**Set problem**
The lines to extract begin at the one containing "In the photo above, where can the bell" and run to the end of the listing; set them down exactly and alone.
┌──
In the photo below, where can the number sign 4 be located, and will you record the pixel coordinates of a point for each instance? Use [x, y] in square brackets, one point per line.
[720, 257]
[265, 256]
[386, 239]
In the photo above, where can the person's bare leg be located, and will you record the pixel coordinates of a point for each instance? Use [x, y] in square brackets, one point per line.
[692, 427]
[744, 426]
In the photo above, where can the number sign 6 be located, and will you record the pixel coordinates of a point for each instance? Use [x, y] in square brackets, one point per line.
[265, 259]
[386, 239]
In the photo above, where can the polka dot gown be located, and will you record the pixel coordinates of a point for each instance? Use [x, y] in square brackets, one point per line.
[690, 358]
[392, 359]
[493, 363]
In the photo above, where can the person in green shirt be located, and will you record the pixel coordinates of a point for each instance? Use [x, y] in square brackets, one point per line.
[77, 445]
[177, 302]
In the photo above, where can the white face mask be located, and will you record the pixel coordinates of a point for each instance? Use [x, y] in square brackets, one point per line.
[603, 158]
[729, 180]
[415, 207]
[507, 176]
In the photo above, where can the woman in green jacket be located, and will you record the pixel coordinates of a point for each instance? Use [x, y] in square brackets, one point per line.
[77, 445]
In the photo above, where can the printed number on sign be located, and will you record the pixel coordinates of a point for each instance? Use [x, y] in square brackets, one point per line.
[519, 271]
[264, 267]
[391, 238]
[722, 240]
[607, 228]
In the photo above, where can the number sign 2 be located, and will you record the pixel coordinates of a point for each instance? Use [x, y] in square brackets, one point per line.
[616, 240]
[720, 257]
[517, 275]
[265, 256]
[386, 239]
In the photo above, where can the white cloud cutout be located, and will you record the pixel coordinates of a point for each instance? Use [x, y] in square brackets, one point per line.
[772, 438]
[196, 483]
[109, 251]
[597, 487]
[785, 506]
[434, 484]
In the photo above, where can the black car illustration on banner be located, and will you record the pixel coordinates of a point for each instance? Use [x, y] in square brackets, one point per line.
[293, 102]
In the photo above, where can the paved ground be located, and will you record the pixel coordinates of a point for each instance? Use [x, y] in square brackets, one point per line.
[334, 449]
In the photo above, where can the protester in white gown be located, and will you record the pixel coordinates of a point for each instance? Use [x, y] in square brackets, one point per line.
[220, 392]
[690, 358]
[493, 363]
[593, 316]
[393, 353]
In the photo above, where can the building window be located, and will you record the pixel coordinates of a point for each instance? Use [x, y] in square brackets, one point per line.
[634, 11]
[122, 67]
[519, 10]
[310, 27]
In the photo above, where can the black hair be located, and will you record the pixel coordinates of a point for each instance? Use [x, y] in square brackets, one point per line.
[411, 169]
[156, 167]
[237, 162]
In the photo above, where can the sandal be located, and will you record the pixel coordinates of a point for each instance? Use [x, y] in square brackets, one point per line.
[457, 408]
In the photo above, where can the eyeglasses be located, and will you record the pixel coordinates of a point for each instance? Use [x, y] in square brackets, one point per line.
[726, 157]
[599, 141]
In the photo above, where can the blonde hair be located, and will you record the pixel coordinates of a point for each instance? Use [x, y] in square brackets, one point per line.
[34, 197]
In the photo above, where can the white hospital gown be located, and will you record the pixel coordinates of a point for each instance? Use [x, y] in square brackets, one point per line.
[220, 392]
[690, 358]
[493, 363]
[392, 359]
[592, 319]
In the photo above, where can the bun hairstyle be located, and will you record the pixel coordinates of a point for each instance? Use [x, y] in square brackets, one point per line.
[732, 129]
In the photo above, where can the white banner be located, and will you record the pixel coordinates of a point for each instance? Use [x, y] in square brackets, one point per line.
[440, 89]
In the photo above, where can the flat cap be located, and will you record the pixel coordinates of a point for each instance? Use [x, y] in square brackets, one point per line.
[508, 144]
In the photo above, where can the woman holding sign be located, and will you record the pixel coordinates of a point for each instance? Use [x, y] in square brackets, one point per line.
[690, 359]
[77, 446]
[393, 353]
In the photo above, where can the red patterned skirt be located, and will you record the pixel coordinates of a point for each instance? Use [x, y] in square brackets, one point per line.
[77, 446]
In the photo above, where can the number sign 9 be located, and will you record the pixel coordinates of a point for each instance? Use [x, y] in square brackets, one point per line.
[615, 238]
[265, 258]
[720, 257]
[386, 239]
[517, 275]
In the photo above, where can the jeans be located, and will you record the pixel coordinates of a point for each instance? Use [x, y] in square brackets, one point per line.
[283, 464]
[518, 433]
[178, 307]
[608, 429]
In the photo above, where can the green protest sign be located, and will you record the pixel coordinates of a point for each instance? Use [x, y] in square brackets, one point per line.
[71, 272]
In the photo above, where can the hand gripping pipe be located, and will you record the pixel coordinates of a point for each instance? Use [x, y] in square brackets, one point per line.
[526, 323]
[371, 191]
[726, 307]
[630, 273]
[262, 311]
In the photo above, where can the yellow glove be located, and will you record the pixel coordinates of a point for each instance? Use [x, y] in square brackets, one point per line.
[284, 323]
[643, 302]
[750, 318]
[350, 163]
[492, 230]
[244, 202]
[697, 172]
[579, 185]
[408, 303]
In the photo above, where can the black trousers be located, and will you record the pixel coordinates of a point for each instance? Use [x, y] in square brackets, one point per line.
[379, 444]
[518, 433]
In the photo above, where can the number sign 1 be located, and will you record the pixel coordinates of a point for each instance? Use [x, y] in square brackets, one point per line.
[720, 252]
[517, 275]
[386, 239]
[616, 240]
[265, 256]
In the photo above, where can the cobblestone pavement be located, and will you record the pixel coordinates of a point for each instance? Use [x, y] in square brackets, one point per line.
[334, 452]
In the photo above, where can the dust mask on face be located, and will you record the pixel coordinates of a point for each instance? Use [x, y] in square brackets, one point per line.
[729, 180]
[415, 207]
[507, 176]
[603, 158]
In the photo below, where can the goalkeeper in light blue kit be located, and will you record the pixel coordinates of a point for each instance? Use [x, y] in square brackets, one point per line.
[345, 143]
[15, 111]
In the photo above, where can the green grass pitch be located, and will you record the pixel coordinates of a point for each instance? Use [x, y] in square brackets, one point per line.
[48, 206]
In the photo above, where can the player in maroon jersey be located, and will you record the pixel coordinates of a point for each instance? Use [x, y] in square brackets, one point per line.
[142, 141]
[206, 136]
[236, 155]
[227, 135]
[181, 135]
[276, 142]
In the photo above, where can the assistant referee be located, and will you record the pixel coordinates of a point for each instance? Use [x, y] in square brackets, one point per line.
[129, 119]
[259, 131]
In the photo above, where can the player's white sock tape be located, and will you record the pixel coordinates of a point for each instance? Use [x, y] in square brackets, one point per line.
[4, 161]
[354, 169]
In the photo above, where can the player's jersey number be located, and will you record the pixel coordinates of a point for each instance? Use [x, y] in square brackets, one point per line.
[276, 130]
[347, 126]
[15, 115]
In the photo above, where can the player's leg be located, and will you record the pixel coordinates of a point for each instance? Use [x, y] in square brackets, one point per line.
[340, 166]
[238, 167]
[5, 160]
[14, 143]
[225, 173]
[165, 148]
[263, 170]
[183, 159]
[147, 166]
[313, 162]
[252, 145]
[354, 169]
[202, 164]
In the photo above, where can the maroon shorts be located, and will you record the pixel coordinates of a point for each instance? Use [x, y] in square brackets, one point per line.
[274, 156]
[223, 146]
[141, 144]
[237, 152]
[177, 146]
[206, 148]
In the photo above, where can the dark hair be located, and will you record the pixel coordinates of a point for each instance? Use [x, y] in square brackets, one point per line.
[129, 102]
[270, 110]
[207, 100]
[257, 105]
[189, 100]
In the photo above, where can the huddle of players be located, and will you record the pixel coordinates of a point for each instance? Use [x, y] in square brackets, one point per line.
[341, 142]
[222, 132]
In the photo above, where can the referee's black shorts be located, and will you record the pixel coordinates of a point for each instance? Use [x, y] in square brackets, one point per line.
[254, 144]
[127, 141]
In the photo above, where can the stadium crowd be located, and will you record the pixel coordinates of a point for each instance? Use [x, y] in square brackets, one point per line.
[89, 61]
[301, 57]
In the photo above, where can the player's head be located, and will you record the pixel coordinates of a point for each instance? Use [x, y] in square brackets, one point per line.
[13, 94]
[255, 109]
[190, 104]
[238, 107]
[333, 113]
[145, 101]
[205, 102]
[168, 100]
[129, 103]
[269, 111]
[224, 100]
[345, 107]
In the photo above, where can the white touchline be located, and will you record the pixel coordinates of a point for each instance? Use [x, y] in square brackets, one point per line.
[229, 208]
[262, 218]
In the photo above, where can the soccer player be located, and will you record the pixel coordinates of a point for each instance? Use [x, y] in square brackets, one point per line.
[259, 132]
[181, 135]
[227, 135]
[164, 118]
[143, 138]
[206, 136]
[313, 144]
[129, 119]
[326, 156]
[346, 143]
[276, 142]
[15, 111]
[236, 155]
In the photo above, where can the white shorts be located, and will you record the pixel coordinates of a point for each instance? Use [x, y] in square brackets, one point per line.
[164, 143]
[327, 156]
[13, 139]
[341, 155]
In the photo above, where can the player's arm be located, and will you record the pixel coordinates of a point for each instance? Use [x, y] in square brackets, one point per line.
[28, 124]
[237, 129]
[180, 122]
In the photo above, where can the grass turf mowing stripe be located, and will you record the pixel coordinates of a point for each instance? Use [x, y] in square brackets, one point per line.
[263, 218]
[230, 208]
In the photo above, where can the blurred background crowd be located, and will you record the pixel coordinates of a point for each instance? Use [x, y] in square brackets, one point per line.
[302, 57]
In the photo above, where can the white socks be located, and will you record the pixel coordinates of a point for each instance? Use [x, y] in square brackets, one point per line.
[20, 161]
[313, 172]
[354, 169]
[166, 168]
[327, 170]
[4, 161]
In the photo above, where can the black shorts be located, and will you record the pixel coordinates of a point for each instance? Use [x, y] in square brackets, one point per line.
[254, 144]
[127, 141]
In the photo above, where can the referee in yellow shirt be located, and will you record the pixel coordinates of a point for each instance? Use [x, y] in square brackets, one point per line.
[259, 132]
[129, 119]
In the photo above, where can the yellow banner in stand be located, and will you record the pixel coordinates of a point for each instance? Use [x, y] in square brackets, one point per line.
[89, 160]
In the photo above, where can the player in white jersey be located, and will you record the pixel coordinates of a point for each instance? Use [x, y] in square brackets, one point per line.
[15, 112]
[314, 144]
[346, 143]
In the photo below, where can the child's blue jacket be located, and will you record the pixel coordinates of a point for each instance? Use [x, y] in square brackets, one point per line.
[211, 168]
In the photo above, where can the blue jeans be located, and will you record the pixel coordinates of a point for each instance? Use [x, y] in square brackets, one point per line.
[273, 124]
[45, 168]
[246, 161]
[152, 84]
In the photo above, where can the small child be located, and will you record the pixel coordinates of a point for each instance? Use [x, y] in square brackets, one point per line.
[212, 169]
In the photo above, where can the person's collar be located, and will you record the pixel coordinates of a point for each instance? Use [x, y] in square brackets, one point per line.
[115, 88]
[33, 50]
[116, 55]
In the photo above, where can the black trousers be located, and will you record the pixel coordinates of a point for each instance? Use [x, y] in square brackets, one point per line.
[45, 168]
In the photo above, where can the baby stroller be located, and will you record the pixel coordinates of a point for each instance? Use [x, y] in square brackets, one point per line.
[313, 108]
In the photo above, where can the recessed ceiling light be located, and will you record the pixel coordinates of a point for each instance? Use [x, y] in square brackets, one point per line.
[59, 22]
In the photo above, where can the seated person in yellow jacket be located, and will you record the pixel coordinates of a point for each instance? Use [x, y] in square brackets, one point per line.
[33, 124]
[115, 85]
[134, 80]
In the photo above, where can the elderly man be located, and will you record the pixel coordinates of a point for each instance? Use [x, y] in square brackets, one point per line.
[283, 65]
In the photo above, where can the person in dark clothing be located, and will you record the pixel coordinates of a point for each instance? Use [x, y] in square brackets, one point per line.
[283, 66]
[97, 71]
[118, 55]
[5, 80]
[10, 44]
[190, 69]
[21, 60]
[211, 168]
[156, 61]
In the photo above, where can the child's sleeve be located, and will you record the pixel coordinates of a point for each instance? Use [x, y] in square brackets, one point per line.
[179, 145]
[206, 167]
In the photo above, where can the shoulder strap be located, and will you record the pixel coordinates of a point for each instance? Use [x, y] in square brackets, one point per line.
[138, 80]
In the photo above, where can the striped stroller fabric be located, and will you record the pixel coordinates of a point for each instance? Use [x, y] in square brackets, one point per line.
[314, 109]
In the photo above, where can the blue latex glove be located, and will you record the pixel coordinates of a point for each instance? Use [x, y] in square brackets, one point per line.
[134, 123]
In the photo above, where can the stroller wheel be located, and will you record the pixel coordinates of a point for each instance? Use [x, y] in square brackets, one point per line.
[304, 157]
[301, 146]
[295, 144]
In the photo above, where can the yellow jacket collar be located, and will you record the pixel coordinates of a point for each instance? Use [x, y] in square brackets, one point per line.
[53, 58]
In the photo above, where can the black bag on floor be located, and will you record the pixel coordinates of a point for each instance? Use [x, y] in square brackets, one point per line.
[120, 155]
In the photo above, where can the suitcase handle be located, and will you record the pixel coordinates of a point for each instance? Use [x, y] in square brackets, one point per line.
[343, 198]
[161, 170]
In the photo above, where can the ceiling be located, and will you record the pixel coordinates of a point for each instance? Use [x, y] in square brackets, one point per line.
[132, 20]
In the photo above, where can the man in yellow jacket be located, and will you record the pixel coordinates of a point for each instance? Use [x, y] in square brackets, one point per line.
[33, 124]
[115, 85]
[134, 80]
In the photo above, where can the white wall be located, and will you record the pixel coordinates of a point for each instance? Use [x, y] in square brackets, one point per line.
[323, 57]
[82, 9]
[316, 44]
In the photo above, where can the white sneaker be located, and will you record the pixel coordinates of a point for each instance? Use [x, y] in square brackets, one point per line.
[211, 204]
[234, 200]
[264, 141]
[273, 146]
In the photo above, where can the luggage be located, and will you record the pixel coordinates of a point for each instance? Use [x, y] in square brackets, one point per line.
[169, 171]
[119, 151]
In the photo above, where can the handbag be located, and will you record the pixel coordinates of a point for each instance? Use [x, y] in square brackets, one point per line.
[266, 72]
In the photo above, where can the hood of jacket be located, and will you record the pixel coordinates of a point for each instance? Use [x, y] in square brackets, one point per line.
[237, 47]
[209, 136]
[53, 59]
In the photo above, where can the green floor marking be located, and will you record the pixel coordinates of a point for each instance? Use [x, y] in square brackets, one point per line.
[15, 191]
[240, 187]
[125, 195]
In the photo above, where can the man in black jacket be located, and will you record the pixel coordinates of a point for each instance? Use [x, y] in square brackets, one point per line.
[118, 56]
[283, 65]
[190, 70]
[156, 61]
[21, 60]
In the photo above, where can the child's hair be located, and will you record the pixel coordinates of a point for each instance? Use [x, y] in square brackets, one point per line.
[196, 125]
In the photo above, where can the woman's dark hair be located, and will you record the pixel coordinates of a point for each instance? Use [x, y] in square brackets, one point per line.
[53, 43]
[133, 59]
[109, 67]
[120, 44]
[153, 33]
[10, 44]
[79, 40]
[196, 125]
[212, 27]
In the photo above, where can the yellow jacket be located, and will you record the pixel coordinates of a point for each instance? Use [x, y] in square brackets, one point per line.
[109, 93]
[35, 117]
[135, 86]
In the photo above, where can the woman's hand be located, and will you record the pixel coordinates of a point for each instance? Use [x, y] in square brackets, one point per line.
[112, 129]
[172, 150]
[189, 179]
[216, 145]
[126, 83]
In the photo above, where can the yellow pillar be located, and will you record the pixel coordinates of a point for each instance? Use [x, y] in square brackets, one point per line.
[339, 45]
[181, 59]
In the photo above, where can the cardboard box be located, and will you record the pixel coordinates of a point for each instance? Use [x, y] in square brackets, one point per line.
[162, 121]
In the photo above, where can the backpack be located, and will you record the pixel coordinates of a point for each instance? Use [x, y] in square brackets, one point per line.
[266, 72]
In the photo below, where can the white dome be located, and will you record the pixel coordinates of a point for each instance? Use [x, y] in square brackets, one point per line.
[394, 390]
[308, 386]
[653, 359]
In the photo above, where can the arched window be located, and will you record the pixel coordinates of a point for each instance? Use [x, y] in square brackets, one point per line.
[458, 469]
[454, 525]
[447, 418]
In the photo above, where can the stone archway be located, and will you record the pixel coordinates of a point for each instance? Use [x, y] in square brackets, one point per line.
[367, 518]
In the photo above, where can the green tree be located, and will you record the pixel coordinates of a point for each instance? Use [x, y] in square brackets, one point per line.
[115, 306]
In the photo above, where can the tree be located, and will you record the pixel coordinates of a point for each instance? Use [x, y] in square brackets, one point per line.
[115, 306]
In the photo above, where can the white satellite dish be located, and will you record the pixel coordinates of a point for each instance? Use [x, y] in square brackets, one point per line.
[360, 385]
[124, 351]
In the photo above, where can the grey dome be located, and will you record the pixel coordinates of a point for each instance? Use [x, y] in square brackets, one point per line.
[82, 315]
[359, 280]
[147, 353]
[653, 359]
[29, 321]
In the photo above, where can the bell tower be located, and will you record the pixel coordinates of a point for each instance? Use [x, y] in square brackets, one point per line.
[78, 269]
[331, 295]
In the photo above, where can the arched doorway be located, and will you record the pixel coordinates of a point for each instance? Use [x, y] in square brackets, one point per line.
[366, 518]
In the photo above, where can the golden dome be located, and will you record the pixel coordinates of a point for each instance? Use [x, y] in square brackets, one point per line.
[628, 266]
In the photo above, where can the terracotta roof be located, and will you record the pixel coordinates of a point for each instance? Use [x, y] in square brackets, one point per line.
└──
**Output**
In the photo above, where can the bell tower be located, and will you record the pixel coordinates of a point for each instance? Use [x, y] in square brackets, one point per line.
[78, 269]
[331, 295]
In the photo above, where can the arched doorway be located, and will you record the pixel coordinates of a point for each instance? Use [x, y] in square brackets, one point per line.
[366, 518]
In the photo above, where can the golden dome be located, and will you record the pixel coordinates of a point for each instance? Use [x, y] in square brackets, one point per line.
[628, 266]
In the photo above, where can the terracotta roof be located, and will you record the pixel coordinates of a point for each instance? Use [x, y] in square brackets, one point per line.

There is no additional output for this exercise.